■ QUESTIONS ON THE MATERIAL:
1. Name every outcome for which the passage on DAPT versus aspirin reports a hazard ratio from the pooled analysis.
2. Repeat the passage on DAPT versus aspirin word for word, starting with "In post hoc" and going on through "additional major hemorrhages.".
3. Continue the passage on DAPT versus aspirin from the point where it stops.

In post hoc analysis, the benefit of DAPT over aspirin monotherapy was significant in the first 7 days and in the first 30 days, but disappeared from day 31 to day 90, while the risk of major hemorrhage with DAPT significantly increased from day 8 to day 90. Accordingly, per 1,000 patients treated, DAPT for 90 days compared to aspirin monotherapy would prevent 15 major ischemic events and cause five additional major hemorrhages, and DAPT for 30 days would prevent 19 major ischemic events and cause two additional major hemorrhages.

Pooled analysis and meta-analysis

In a pooled individual patient-level data analysis of the CHANCE and POINT trials (n=10,051), compared with aspirin monotherapy, clopidogrel plus aspirin significantly reduced the risk of major ischemic events (ischemic stroke, myocardial infarction, or ischemic vascular death) (6.5% vs. 9.1%; HR, 0.70; 95% CI, 0.61 to 0.81; P<0.001). DAPT also reduced the risk of ischemic stroke (6.3% vs. 8.9%; HR, 0.69; 95% CI, 0.60 to 0.80; P<0.001) and any stroke (6.5% vs. 9.1%; HR, 0.71; 95% CI, 0.61 to 0.81; P<0.001) compared with aspirin monotherapy. Major hemorrhages (0.6% vs. 0.4%; HR, 1.67; 95% CI, 0.93 to 2.99; P=0.09) and hemorrhagic stroke (0.3% vs. 0.2%; HR, 1.16; 95% CI, 0.52 to 2.60; P=0.71) were more frequent with DAPT than with aspirin monotherapy; however, the differences were not significant.

■ GIVEN ENTRIES:
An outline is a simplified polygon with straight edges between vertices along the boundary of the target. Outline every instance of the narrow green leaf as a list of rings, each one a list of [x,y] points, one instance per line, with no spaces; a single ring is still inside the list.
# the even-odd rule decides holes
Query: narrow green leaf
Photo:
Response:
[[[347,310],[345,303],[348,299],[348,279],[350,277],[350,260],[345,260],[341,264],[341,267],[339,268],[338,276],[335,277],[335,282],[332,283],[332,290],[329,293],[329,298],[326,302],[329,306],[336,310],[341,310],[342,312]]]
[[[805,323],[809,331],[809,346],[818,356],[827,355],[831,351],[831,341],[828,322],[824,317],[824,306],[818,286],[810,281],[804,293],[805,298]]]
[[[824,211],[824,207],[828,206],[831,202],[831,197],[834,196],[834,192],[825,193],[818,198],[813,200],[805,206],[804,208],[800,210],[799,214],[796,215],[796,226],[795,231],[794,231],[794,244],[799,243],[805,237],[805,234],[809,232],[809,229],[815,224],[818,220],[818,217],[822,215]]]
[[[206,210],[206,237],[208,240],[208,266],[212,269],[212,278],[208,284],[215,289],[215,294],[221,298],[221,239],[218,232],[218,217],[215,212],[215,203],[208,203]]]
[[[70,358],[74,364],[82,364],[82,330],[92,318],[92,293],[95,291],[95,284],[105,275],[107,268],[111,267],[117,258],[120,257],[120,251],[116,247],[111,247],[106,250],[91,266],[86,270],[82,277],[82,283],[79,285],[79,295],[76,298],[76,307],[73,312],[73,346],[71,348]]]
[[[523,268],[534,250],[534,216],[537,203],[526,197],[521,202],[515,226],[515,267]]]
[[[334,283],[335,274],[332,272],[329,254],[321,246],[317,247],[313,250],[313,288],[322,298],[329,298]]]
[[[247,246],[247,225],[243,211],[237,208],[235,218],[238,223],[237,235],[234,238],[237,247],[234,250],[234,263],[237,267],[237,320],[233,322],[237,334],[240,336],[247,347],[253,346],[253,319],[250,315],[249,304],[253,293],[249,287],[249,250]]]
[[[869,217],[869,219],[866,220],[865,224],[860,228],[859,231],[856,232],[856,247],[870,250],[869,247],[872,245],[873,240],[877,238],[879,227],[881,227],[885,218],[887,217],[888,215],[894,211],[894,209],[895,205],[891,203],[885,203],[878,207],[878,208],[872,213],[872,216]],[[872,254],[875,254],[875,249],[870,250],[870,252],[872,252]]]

■ PER-TASK OUTPUTS:
1.
- Major ischemic events (ischemic stroke, myocardial infarction, or ischemic vascular death)
- Ischemic stroke
- Any stroke
- Major hemorrhages
- Hemorrhagic stroke

2.
In post hoc analysis, the benefit of DAPT over aspirin monotherapy was significant in the first 7 days and in the first 30 days, but disappeared from day 31 to day 90, while the risk of major hemorrhage with DAPT significantly increased from day 8 to day 90. Accordingly, per 1,000 patients treated, DAPT for 90 days compared to aspirin monotherapy would prevent 15 major ischemic events and cause five additional major hemorrhages, and DAPT for 30 days would prevent 19 major ischemic events and cause two additional major hemorrhages.

3.
In the time-course analysis, the benefit of DAPT for major ischemic events was largely achieved within the first 21 days (5.2% vs. 7.8%; HR, 0.66; 95% CI, 0.56 to 0.77; P<0.001), and it was not significant between 22 and 90 days (1.4% vs. 1.5%; HR, 0.94; 95% CI, 0.67 to 1.32; P=0.72). For net clinical benefit (major ischemic events prevented−major hemorrhages increased), DAPT had a clear benefit for the first 21 days, but a negligible benefit from day 22 to day 90 [16].

Triple antiplatelet therapy

The Triple Antiplatelets for Reducing Dependency after Ischaemic Stroke (TARDIS) trial compared triple antiplatelet therapy (aspirin, dipyridamole, and clopidogrel) and standard therapy (clopidogrel monotherapy or aspirin plus dipyridamole) in patients with acute non-cardioembolic ischemic stroke (presenting with limb weakness, dysphasia, or neuroimaging-positive hemianopia) or TIA (presenting with at least 10 minutes of limb weakness or isolated dysphasia) within 48 hours from symptom onset [9]. Patients from the United Kingdom (95%), Georgia, Denmark, and New Zealand were randomized to triple therapy (n=1,556) or standard treatment (n=1,540). During the trial, patients maintained their assigned treatment for the first 30 days and were treated according to local guidelines from day 31 to day 90. The TARDIS trial was terminated early after enrollment of 76% of the planned sample size because of a significant increase in major bleeding events and no signs of efficacy with triple therapy. Of the qualifying events, 72% were AISs. The median interval from onset to randomization was 29.3 hours, and 69% of patients were enrolled 24 hours after onset.

There was no difference in the primary efficacy outcome (incidence and severity of recurrent stroke or TIA at 90 days) between the triple and standard therapy groups (6% vs. 7%; adjusted common odds ratio [OR], 0.90; 95% CI, 0.67 to 1.20; P=0.47). However, triple therapy, compared to standard therapy, had significantly more bleeding events (20% vs. 9%) and was associated with a worse shift on the five-level ordinal bleeding severity scale (fatal, major, moderate, minor, and none) (adjusted common OR, 2.54; 95% CI, 2.05 to 3.16; P<0.0001). Intracranial bleeding occurred more frequently in the triple therapy group (1% vs. <1%; HR, 3.14; 95% CI, 1.14 to 8.61; P=0.026).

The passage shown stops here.